**Exercise objective**
Transcribe, without alteration, the rows beginning at the line that contains "segment stainless steel" and ending after the line that contains "POLYGON ((316 407, 318", including both of those lines.

-- Supplied records start --

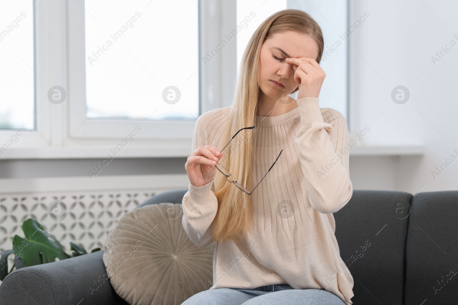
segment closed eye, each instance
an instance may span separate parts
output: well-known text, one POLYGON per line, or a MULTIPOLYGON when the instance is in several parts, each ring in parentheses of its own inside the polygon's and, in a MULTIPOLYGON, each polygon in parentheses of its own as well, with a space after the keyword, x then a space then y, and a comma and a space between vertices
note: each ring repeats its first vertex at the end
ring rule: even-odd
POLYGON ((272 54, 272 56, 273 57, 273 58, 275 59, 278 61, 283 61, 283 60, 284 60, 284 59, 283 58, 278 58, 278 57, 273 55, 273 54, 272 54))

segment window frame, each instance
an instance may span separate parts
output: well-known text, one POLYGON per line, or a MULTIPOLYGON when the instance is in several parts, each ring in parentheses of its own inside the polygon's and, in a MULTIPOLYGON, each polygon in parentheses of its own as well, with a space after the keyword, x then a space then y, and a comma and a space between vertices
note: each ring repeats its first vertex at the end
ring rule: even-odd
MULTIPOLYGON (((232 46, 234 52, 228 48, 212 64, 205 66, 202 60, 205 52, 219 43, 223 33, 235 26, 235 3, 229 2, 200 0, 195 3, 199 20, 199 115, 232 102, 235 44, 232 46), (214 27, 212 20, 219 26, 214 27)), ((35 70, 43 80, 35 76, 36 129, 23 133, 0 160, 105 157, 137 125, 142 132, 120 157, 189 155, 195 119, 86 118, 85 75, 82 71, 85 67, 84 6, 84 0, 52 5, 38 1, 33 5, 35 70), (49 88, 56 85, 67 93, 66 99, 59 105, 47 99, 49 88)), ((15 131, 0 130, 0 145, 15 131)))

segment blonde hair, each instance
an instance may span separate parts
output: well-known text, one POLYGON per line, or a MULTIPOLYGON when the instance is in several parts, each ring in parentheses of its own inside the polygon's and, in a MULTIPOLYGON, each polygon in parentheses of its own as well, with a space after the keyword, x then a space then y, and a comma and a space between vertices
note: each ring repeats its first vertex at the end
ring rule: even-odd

-- Supplied records end --
-- Supplied records start --

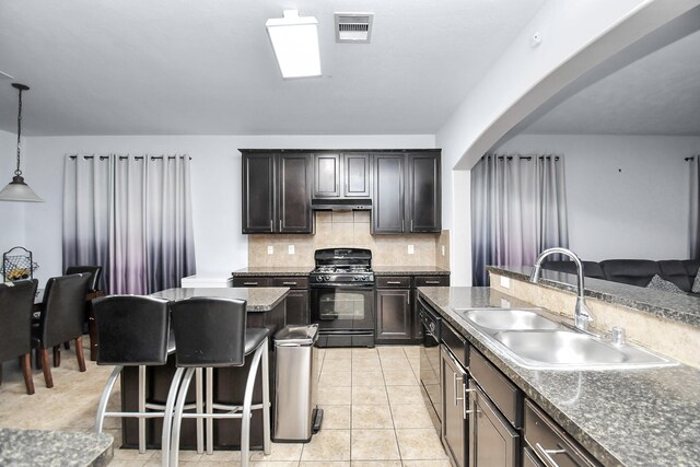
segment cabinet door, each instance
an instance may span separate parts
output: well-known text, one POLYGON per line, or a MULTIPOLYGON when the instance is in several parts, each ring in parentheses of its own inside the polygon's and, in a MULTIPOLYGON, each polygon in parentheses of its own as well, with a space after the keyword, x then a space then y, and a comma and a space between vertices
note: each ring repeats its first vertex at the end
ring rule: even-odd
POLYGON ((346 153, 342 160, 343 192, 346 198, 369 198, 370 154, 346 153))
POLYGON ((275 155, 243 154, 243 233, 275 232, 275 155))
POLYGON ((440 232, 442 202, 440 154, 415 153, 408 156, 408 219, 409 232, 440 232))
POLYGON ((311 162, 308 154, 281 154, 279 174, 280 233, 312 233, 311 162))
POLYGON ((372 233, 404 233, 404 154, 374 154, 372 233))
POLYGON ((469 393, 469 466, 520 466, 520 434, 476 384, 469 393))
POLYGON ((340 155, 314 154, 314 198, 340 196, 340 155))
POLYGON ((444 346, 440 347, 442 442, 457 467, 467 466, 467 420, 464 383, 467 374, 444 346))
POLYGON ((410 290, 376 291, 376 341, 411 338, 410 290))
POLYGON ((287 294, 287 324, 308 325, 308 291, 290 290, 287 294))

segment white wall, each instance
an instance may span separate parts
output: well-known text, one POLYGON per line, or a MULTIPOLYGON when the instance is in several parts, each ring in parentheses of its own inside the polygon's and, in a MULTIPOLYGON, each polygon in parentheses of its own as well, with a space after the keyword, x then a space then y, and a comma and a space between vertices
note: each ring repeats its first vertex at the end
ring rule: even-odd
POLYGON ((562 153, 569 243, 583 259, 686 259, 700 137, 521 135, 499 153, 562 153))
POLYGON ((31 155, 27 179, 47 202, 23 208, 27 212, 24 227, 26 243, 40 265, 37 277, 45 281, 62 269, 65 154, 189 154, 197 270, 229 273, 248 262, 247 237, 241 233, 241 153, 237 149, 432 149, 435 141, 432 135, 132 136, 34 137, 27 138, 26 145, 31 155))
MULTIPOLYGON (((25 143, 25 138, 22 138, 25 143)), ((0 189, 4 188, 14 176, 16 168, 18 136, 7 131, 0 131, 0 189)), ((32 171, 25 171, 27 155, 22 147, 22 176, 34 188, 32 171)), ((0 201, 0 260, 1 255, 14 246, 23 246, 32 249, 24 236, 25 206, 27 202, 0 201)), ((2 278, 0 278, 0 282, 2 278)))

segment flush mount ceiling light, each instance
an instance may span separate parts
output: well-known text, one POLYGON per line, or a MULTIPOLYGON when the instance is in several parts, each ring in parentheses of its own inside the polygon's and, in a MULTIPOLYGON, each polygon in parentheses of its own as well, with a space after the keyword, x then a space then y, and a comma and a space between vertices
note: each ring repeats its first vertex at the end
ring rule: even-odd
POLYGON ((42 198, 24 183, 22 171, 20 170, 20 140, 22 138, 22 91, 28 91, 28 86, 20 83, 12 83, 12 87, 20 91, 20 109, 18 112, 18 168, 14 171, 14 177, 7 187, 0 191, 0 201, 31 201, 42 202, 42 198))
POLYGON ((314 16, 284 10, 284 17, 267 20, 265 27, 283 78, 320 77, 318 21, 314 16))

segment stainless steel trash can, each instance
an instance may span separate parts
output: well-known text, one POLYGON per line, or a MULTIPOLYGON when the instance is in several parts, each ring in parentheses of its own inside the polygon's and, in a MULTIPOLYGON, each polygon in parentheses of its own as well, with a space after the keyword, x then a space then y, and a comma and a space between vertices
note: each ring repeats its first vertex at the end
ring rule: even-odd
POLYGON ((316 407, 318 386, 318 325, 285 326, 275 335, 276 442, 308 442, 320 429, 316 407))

-- Supplied records end --

**Exercise solution**
segment stainless steel trash can, each instance
an instance may span separate parts
output: well-known text, one POLYGON per line, or a MULTIPOLYGON when the instance is in several parts, each ring in parentheses of its own inside the polygon's and, in a MULTIPOLYGON, each polygon in parentheses of its own as well, with a space after the keyword, x then a space then y, and a comma and a space between vertices
note: each ring repeats its first vertex at the end
ring rule: even-odd
POLYGON ((316 407, 318 386, 318 325, 285 326, 275 335, 276 442, 308 442, 320 429, 316 407))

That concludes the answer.